- _Aim of the task_: Format the material below as a JSON list of strings with one string per line, skipping any blank lines and leaving out the picture.

- _Stored records_:
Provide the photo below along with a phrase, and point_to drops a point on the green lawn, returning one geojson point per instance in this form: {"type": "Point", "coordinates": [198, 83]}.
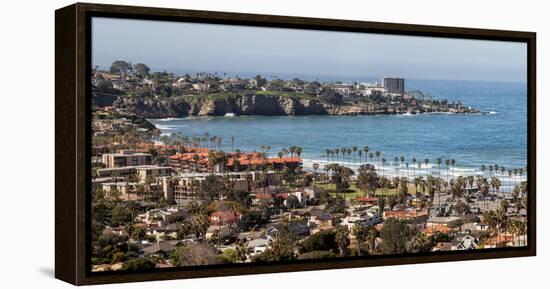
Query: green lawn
{"type": "Point", "coordinates": [354, 192]}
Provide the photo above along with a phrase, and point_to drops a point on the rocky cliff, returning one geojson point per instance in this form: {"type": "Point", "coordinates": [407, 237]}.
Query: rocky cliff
{"type": "Point", "coordinates": [242, 105]}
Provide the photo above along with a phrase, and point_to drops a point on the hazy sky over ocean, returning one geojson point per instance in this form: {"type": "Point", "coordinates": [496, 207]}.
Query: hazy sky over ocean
{"type": "Point", "coordinates": [194, 47]}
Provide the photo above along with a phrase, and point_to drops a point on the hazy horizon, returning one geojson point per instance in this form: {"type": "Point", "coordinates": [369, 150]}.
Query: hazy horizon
{"type": "Point", "coordinates": [236, 50]}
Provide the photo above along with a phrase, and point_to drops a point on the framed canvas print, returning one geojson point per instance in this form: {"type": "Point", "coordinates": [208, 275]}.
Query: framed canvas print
{"type": "Point", "coordinates": [200, 144]}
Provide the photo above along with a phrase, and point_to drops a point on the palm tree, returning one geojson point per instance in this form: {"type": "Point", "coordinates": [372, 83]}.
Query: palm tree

- _Expected output_:
[
  "Provide the photo below along with a phrase, and point_to drops a point on the green lawn, returning one geojson point per instance in this form: {\"type\": \"Point\", \"coordinates\": [198, 83]}.",
  "Query: green lawn",
  "{\"type\": \"Point\", \"coordinates\": [354, 192]}",
  "Provide the photo above along with a phrase, and point_to drops a point on the rocky cliff, returning one geojson point per instance in this form: {\"type\": \"Point\", \"coordinates\": [407, 237]}.",
  "Query: rocky cliff",
  "{\"type\": \"Point\", \"coordinates\": [242, 105]}",
  "Provide the photo above along with a phrase, and point_to drops a point on the hazy sky over ocean, returning one geojson point per instance in this form: {\"type\": \"Point\", \"coordinates\": [496, 207]}.",
  "Query: hazy sky over ocean",
  "{\"type\": \"Point\", \"coordinates\": [194, 47]}",
  "Provide the photo above along with a phrase, and point_to drops a point on the hazy horizon, returning one geojson point per instance in this form: {\"type\": \"Point\", \"coordinates\": [369, 150]}.",
  "Query: hazy horizon",
  "{\"type\": \"Point\", \"coordinates\": [236, 50]}",
  "Provide the photo above along with a phrase, and point_to drops a point on the framed canvas print, returning one geojson point per instance in this form: {\"type\": \"Point\", \"coordinates\": [208, 275]}.",
  "Query: framed canvas print",
  "{\"type\": \"Point\", \"coordinates\": [200, 144]}",
  "Provide the photo above along with a phrase, and point_to drops a point on the palm tree, returning one geojson point per instance in this form: {\"type\": \"Point\", \"coordinates\": [372, 83]}.",
  "Query: palm tree"
]